:: REQUIRED TASK ::
Write out the entries verbatim and leave the images out of the copy.

:: EXTRACTED ENTRIES ::
+++

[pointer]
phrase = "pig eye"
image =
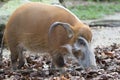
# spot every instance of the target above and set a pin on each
(81, 42)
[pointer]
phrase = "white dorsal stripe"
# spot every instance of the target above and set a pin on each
(68, 11)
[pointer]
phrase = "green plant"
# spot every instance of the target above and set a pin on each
(94, 11)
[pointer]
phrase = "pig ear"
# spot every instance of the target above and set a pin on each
(66, 26)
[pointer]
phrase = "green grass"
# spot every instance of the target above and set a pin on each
(94, 11)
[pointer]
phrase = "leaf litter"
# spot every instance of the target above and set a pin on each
(40, 67)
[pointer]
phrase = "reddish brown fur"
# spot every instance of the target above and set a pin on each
(29, 25)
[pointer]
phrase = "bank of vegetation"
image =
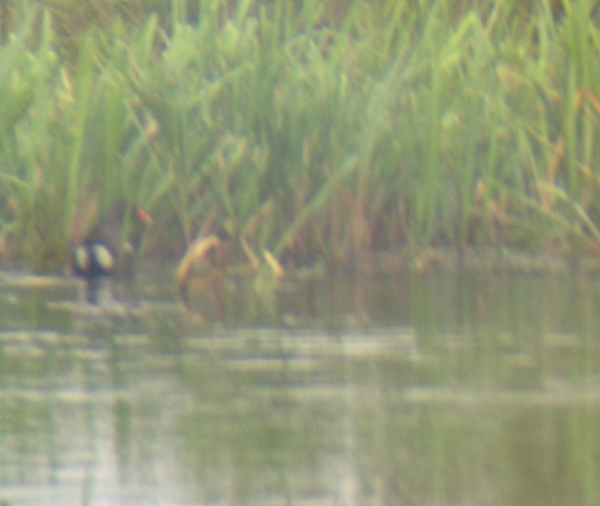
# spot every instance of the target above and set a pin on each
(314, 131)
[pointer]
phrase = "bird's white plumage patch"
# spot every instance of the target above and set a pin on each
(103, 256)
(82, 258)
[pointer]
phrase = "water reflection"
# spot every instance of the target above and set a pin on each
(444, 389)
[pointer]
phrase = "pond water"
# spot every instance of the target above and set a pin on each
(440, 389)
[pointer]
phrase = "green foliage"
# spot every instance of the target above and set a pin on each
(313, 129)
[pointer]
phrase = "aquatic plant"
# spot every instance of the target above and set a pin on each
(321, 130)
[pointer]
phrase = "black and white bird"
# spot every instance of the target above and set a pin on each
(110, 248)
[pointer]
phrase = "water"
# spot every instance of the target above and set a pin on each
(438, 389)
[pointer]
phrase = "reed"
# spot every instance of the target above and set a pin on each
(320, 130)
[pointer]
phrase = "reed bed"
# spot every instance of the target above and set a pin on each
(315, 131)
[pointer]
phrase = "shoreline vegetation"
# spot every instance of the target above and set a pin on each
(304, 132)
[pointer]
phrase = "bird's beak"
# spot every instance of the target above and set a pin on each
(143, 217)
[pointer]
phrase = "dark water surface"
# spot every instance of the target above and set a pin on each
(442, 389)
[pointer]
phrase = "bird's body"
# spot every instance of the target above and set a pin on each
(110, 247)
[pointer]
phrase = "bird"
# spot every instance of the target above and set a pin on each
(110, 247)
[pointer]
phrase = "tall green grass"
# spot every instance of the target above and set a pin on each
(313, 130)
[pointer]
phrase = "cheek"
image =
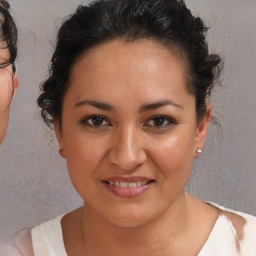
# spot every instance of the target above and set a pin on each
(83, 155)
(174, 155)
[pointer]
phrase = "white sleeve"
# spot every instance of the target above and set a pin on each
(19, 245)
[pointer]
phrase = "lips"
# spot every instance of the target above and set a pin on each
(131, 187)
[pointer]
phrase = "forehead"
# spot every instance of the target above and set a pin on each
(141, 70)
(141, 53)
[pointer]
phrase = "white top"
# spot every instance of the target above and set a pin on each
(234, 234)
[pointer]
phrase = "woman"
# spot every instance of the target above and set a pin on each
(8, 78)
(128, 96)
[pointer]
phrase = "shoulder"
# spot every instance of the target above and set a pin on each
(234, 232)
(19, 245)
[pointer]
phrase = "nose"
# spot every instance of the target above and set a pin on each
(126, 150)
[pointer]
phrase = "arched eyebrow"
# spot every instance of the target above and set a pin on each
(159, 104)
(143, 108)
(96, 104)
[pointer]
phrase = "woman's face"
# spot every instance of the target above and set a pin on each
(8, 84)
(129, 131)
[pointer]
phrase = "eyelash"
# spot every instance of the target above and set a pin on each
(165, 121)
(87, 120)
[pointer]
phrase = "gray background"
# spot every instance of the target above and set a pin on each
(34, 184)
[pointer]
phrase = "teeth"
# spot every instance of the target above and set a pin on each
(128, 184)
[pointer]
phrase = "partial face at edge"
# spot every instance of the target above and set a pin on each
(127, 116)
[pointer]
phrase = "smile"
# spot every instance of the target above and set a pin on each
(126, 189)
(127, 184)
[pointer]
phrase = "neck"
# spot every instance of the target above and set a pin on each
(163, 234)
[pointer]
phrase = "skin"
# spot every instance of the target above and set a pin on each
(132, 79)
(8, 85)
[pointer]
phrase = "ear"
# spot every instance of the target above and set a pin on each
(58, 133)
(202, 130)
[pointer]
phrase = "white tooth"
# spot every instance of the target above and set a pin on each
(138, 184)
(123, 185)
(132, 185)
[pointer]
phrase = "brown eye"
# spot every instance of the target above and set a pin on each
(95, 120)
(160, 121)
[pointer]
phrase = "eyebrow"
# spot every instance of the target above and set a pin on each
(96, 104)
(108, 107)
(159, 104)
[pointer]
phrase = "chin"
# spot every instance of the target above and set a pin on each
(129, 219)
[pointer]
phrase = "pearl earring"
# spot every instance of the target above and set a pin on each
(199, 151)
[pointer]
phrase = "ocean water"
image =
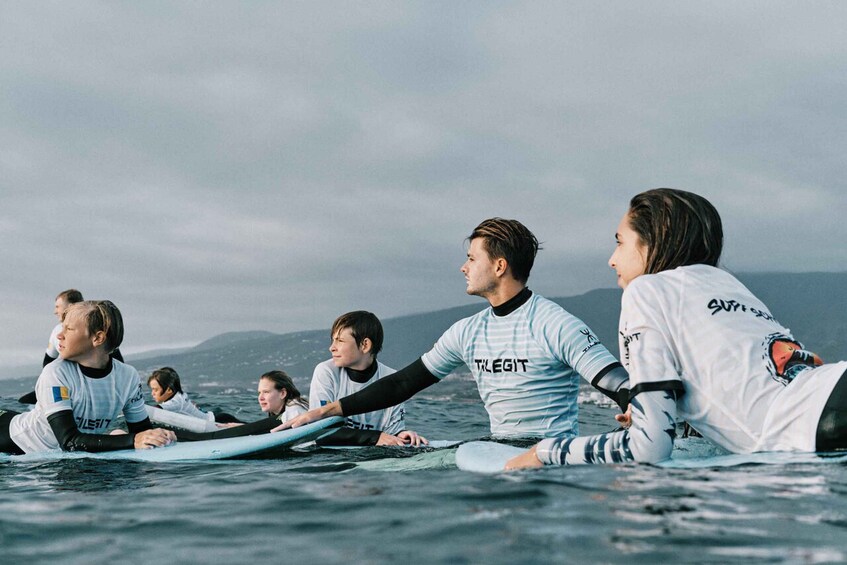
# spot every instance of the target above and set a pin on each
(377, 505)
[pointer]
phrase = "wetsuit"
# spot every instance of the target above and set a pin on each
(329, 383)
(526, 356)
(77, 407)
(700, 346)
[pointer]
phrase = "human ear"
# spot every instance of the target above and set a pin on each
(500, 266)
(99, 338)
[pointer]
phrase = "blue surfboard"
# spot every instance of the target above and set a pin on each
(226, 448)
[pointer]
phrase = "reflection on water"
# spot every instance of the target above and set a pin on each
(326, 506)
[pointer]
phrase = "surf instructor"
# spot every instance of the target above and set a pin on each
(526, 353)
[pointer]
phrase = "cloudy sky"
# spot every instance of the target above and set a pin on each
(216, 166)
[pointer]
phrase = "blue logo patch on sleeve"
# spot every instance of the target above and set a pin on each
(60, 393)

+++

:: COMPLETE OUTPUT ::
[pointer]
phrase = "pig eye"
image =
# spot every instance of the target above and set a pin on each
(81, 42)
[pointer]
phrase = "white dorsal stripe"
# spot every instance of the target above and set a pin on each
(68, 11)
[pointer]
phrase = "green plant"
# spot every instance of the target above and set a pin on each
(94, 11)
[pointer]
phrase = "pig ear"
# spot every instance of the target above and set a pin on each
(66, 26)
[pointer]
phrase = "green grass"
# spot every instance of the target above and set a pin on each
(94, 11)
[pointer]
phrase = "leaf litter"
# spot every instance of the target above and set a pin on each
(40, 67)
[pointer]
phrase = "reddish brown fur"
# spot every instance of the target above and set a pin on each
(29, 25)
[pointer]
phrase = "bank of vegetation"
image =
# spot every instance of the target above and set a pin on each
(314, 131)
[pointer]
phrase = "bird's white plumage patch"
# spot every instance of the target above and set a pin on each
(103, 256)
(82, 258)
[pointer]
phrase = "water reflection"
# spot every instance of the target above and set a pin on each
(444, 389)
[pointer]
phrase = "pond water"
# spot every instance of the target above and set a pin on each
(440, 389)
[pointer]
phrase = "green foliage"
# spot every instance of the target above and set a pin on each
(313, 129)
[pointer]
phrase = "aquatic plant"
# spot every instance of the target above and set a pin on each
(321, 130)
[pointer]
phrase = "black and white bird"
# spot every instance of the target above and set a pin on each
(110, 248)
[pointer]
phrase = "water"
# spot every instance of the target above and set a pin on each
(438, 389)
[pointer]
phrase = "reed"
# spot every instance of the target above and set a pin on each
(320, 130)
[pointer]
phrase = "reed bed"
# spot every instance of the target above and set a pin on each
(315, 131)
[pointer]
phrase = "shoreline vegetation"
# spot every instance of the target above and set a pin on each
(304, 132)
[pointer]
phrase = "bird's beak"
# spot every instance of the target above and set a pin on each
(143, 217)
[pointer]
phrase = "dark water surface"
# spot every instance of the target above and set a pin on each
(442, 389)
[pointer]
phrase = "bird's body"
# spot every instance of the target above and set a pin on each
(110, 247)
[pointer]
phrase = "bird"
# spot every instance of the target above and set a pin on each
(110, 247)
[pointer]
phrase = "tall green grass"
# spot every instance of the target above and set a pin on each
(313, 130)
[pointer]
phrase = "cheek"
image =
# spot every instance of the target above and set a pin on each
(83, 155)
(174, 155)
[pointer]
phrase = "white sleeve"
# spot every instance of the target above and set a pin on each
(19, 245)
[pointer]
phrase = "lips"
# spot every instance of the target above and set a pin on each
(131, 187)
[pointer]
phrase = "forehead"
# spot every instance of the target above and set a pin on each
(141, 70)
(141, 53)
[pointer]
phrase = "white top"
# spot every instance of the target above and set a pin on each
(234, 234)
[pointer]
phrase = "woman"
# spot every instance of the target above and set a pin on each
(8, 78)
(128, 96)
[pointer]
phrase = "shoulder"
# spot every instance of the target above and set a pin on each
(234, 232)
(19, 245)
[pointer]
phrase = "nose"
# spot every instance of the target above and set a pin on each
(126, 150)
[pointer]
phrase = "arched eyebrow"
# spot every instance of the target above and set a pin on each
(159, 104)
(143, 108)
(96, 104)
[pointer]
phrase = "woman's face"
# spot every instance of the target above and set a pin on each
(8, 84)
(129, 131)
[pointer]
phrase = "eyelash"
# spot every instance of the target above and set a pin on each
(165, 121)
(87, 120)
[pointer]
phrase = "gray background"
# spot every instance of the target above and set a pin on each
(34, 184)
[pointer]
phrase = "teeth"
# spot every instance of the target above and set a pin on each
(128, 184)
[pointer]
phrase = "partial face at edge"
# spot every instance of the target above and set a pin on each
(127, 116)
[pointer]
phrase = "smile"
# spot every instance of the target above and set a pin on each
(126, 189)
(127, 184)
[pointer]
phrase = "neck"
# spot every instance of the target above and set a pin on each
(163, 234)
[pointer]
phrase = "skin"
# spot every instance of the target above and set a pin on each
(132, 79)
(8, 85)
[pointer]
phrase = "ear"
# spot every instance of the target above and set a pin on each
(58, 133)
(202, 130)
[pointer]
phrase = "white tooth"
# spot every instance of the target above and set a pin on each
(138, 184)
(123, 185)
(132, 185)
[pointer]
phrase = "brown eye"
# spot every instance of the target above and set a pin on each
(95, 120)
(160, 121)
[pointer]
phrase = "eyebrow"
# spot every instance of the target above and set a pin on each
(96, 104)
(108, 107)
(159, 104)
[pointer]
phrase = "chin"
# spot every instance of the target above and set a pin on each
(129, 219)
[pointer]
phrase = "pearl earring"
# spot every instance of the target above and set a pin on each
(199, 151)
[pointer]
phrase = "ocean water"
image =
# spot every instance of the target above and set a pin on each
(377, 505)
[pointer]
phrase = "wetsuit"
# spot every instance of the target above and set a pin on each
(329, 383)
(526, 356)
(77, 407)
(700, 346)
[pointer]
phrase = "human ear"
# spot every instance of the target above and set a pin on each
(500, 266)
(99, 338)
[pointer]
phrase = "blue surfboard"
# spot every instance of the target above and set a pin on each
(226, 448)
[pointer]
phrase = "reflection on water"
# spot every instance of the target above and set a pin on each
(326, 506)
[pointer]
phrase = "surf instructor"
# spot every instance of the target above and set a pin on each
(526, 353)
[pointer]
phrase = "cloudy sky"
# spot every instance of the target above and set a pin on each
(216, 166)
[pointer]
phrase = "blue logo patch on sleeve"
# spot every instance of the target above and set a pin on each
(60, 393)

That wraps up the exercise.